━━━ LISTED RECORDS ━━━

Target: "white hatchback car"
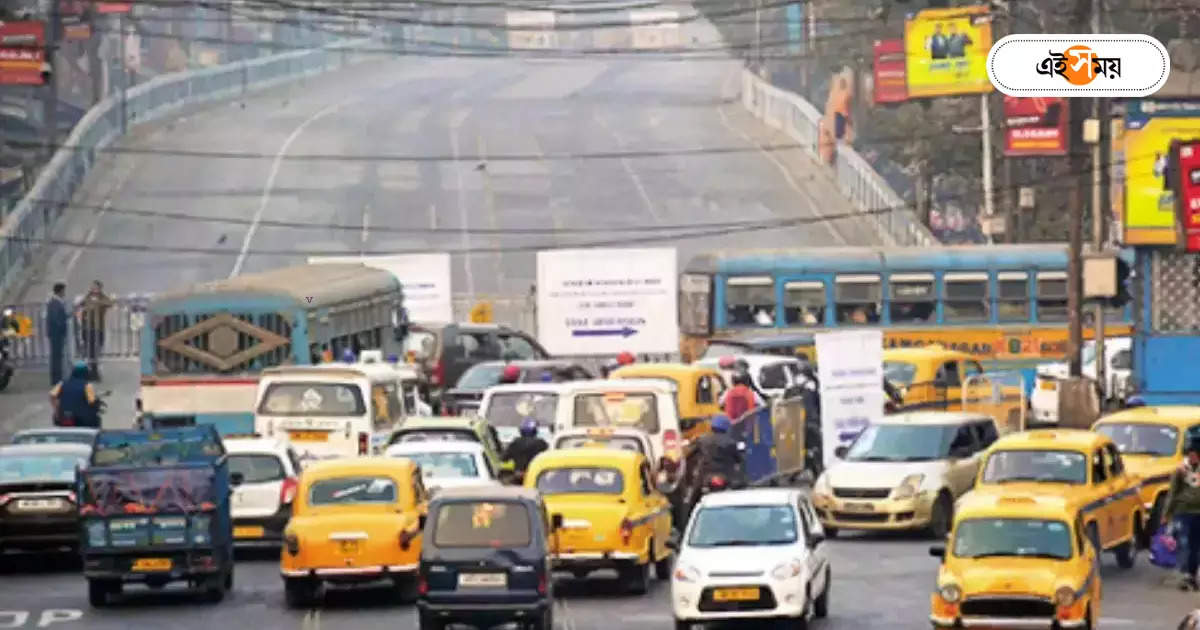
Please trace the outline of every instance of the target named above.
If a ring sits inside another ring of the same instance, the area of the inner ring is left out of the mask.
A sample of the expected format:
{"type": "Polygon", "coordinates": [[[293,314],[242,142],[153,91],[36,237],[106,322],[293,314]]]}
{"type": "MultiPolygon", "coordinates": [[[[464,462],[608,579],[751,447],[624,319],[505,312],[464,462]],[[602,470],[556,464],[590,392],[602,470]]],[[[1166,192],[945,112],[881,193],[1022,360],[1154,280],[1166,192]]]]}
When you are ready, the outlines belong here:
{"type": "Polygon", "coordinates": [[[404,457],[421,467],[430,492],[468,486],[499,486],[484,446],[478,442],[401,442],[388,446],[388,457],[404,457]]]}
{"type": "Polygon", "coordinates": [[[299,487],[300,458],[286,442],[260,437],[227,437],[233,488],[233,538],[239,544],[277,544],[292,518],[299,487]]]}
{"type": "Polygon", "coordinates": [[[824,530],[804,490],[708,494],[673,546],[676,630],[756,618],[788,618],[804,629],[829,613],[824,530]]]}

━━━

## EXERCISE OBJECTIVE
Repeat all the lines above, requests included, but increase every coordinate in the answer outlines by 133. Omit the pictures from your reply.

## SOLUTION TO THIS TASK
Target: "white hatchback car"
Please trace the outline of every instance of the target named above.
If a ring sits inside another ring of the same instance, the area of the inner ring is left out of the mask.
A sample of the expected format:
{"type": "Polygon", "coordinates": [[[293,314],[242,142],[153,91],[36,237],[106,322],[293,314]]]}
{"type": "MultiPolygon", "coordinates": [[[[464,462],[608,579],[751,447],[624,319],[505,312],[464,462]],[[602,470],[556,464],[590,392],[602,470]]],[[[1166,192],[945,112],[881,193],[1022,360],[1154,280],[1166,192]]]]}
When you are ready, the outlines belong here:
{"type": "Polygon", "coordinates": [[[537,590],[554,600],[563,625],[601,619],[632,619],[617,579],[611,575],[534,575],[521,579],[521,590],[537,590]]]}
{"type": "Polygon", "coordinates": [[[432,620],[433,591],[419,575],[393,570],[360,570],[366,621],[366,671],[372,677],[410,677],[425,651],[432,620]]]}
{"type": "Polygon", "coordinates": [[[957,663],[937,623],[841,627],[806,679],[809,763],[889,751],[921,751],[937,762],[962,746],[957,663]]]}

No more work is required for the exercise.